TO DO: Write the next part of the blog post on grief and the death of a friend, starting right after its final sentence.

Monday, February 7, 2011

touching on grief...

"It is hard to have patience with people who say 'There is no death' or 'Death doesn't matter.' There is death. And whatever is matters. And whatever happens has consequences, and it and they are irrevocable and irreversible. You might as well say that birth doesn't matter." C.S. Lewis

Someone recently said something that has stuck with me as I process and mourn the loss of my friend. Death is not natural. Death was not a part of life before the fall; it came after it. Death was not meant for this life. We were not meant for death.

Grief is like a wrestling match. There are times when I feel like I have conquered it, I raise my hands in triumph and grief surprises me and pins me down again. All cultures have many different ways to process grief. We all have different ways of going through it. It's just that it is important to go through the process of grief... and not avoid it. I don't want to scan pictures for her memorial because it means it really happened. But I will.

i miss my friend.

Tuesday, February 1, 2011

juxtaposition of life and death

These last few days have been extraordinarily strange as life and death converged and sorrow and celebration dined at the same table. "There is a time for everything under the sun" but this time, the sun rose and set while both weeping and rejoicing mingled together.

My dear dear friend Carla died Sunday. We met 12 years ago as she welcomed me to a new church and opened her life and heart to friendship as well. She led a small group of people who loved each other well and fellowshiped together sharing meals, tears, laughter, prayers and fun. We worshiped together in truest form acknowledging the amazing sovereignty of God and sweet Grace God gave us through Christ. A year after meeting, Carla, Libby, Rema and I all moved in together in a sweet house of fellowship, healing, laughter, and ordinary life all mixed in one.

Carla prayed with power. Carla recognized the authority of Christ and prayed with that authority. I tell you, mountains were moved. More than once, she prayed with me for God's healing in my life from past hurts and past lies I was believing about myself which were not in line with God's view of me. Carla recognized a pain I had carried for years and with her help, we gave it back to Christ's able hands.

DATASET EXCERPTS:
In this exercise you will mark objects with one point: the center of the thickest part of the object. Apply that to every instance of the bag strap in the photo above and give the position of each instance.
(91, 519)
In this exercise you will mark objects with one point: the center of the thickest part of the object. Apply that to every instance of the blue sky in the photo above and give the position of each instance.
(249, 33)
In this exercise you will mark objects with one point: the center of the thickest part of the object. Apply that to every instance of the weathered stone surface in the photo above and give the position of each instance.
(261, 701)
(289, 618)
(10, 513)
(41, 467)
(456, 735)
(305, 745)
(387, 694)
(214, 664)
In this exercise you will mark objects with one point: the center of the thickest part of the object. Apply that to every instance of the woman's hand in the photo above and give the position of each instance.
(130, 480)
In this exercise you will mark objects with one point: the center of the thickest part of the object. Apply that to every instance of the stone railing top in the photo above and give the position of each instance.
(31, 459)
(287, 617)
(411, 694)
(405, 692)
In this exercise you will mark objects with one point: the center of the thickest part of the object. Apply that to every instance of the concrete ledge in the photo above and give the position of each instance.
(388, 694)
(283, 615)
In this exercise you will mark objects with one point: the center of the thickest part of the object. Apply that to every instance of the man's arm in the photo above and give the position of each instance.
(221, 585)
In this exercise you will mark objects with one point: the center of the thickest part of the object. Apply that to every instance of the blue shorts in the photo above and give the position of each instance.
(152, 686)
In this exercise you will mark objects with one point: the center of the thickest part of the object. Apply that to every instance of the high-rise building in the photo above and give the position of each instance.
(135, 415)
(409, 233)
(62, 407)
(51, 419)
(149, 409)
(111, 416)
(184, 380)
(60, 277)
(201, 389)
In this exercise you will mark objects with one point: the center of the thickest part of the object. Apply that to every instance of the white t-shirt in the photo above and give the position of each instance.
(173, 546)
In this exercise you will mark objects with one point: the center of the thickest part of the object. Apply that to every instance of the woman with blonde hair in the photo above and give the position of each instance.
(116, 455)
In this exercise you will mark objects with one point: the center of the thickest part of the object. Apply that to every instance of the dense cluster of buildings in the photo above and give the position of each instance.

OUTPUT OF THE TASK:
Carla went through more on this earth than what any person should. It could crush anyone of us, but God's healing and his love for Carla gave her life. Three years ago, she was diagnosed with cancer. The first round, she was healed. The second round, healing once again. This third round was brutal on her earthly body. She stopped treatment a month ago giving up on man's solutions but never on God's. In His mercy, she was released to go Home, and there is no better place to be.

I miss her. Many of us miss her. She was well loved. But now she has been greeted in Heaven with love and joy and rejoicing. It's funny. I cry every time I think of that. I'm so happy for her! And I grieve this planet's incredible loss. There is Joy that she is alive with Christ. There is sadness that so many will miss out on Carla's testimony of Faith and the love God has shown her.

Sunday she passed. Monday was my birthday. Tuesday we welcomed a new niece.

Celebrating Life with loss lingering in the air is hard and baffling and profound. Immediately it reminded me of the words of a hymn. The most profound sorrow and rejoicing I know of is Christ's death. In His death, there was so much pain and loss, but with it there IS so much gain.

See, from his head, his hands, his feet,
sorrow and love flow mingled down.
Did e'er such love and sorrow meet,
or thorns compose so rich a crown.

When I Survey the Wondrous Cross by Isaac Watts (1674-1748)



where o death is your sting? where o death is your victory?